(Point-based annotation data)
+-------+
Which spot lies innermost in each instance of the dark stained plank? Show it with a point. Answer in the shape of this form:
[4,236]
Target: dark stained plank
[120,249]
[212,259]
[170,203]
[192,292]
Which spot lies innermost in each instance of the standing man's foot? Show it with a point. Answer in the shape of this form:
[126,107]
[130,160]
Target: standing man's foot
+-------+
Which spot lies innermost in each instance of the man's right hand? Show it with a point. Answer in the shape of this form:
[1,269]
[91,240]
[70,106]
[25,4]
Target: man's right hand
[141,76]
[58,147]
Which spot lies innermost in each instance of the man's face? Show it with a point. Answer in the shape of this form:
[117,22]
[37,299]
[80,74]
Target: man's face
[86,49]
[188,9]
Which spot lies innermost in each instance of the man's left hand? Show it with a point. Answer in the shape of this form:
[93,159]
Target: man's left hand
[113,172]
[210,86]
+-------+
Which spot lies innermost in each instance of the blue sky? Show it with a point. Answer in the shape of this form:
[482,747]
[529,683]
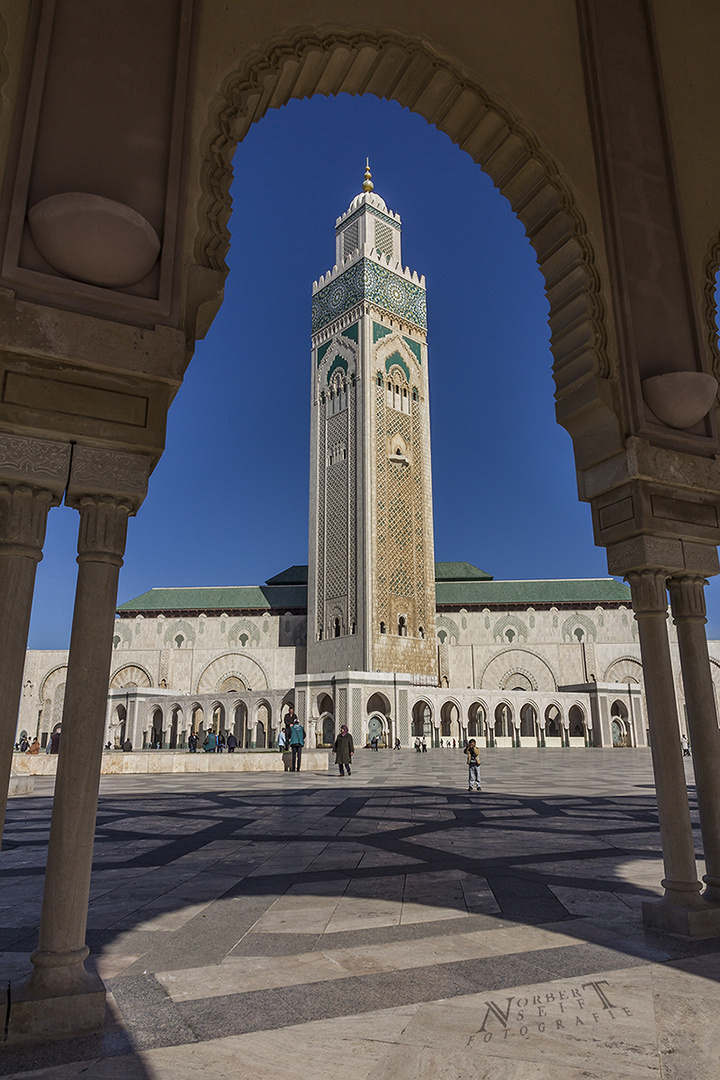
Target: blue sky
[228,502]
+-------+
What you should do:
Copy out every line of the records above in which the word "each" appears.

Finished exercise:
Which spot lies innermost in each instance of the dark stained plank? Show it with a point. Answer in the shape of this form:
Which spot lies innermost in each instance of the standing man's foot? Show it with a point. Answer in the shape of this form:
Which spot lies innermost in each instance of the man's right hand? Show it with a point. Answer in the shape of this form:
Which spot lies innermost in each instance of the man's face? Show it with a point. Answer in the shape of this form:
Which spot lies innermost in each instance of the man's left hand? Show it with a point. Answer in the shape of this form:
Which spot lies innermost in each instance of the blue sky? Show it with a point. Answer in the shape of this form:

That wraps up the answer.